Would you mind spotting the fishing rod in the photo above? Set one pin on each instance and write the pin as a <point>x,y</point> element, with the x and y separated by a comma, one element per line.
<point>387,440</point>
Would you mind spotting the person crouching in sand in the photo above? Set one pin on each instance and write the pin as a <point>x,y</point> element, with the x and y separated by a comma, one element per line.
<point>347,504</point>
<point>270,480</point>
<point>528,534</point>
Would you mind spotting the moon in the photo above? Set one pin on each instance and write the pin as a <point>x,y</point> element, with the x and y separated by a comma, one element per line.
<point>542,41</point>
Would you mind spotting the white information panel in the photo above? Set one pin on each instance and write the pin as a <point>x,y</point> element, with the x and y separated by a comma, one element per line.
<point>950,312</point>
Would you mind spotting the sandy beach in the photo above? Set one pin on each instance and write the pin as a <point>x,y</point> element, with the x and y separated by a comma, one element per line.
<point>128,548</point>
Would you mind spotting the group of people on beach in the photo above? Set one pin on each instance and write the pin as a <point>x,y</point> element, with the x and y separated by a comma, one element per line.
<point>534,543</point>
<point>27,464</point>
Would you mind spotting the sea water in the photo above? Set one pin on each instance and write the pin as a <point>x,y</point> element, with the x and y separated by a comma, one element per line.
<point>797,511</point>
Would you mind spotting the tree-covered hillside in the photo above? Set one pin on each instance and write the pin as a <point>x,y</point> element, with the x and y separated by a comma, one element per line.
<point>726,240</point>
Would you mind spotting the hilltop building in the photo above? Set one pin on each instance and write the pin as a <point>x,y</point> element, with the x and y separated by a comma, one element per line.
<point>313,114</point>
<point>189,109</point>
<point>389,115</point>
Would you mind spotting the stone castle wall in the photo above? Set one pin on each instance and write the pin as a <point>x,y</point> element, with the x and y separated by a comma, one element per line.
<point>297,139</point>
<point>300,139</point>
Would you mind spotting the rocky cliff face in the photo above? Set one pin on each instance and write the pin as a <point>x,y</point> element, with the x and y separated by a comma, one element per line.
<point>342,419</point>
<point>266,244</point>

● PROBLEM DETAILS
Repeat the material word for word, beginning at the line that contains "Would you mind spotting the stone" and continuing through the last line of the material.

● OUTPUT
Would you mind spotting the stone castle wall in the photo above? Set one pin on each instance and write the pin as a <point>x,y</point> element, with the x and y separated by a comma, one element per line.
<point>297,139</point>
<point>300,139</point>
Would you mind spotting the rocky cliff face in the photo above? Set one pin on each instance and write the pin as a <point>x,y</point> element, with the x and y separated by a comma, one element per line.
<point>342,419</point>
<point>266,244</point>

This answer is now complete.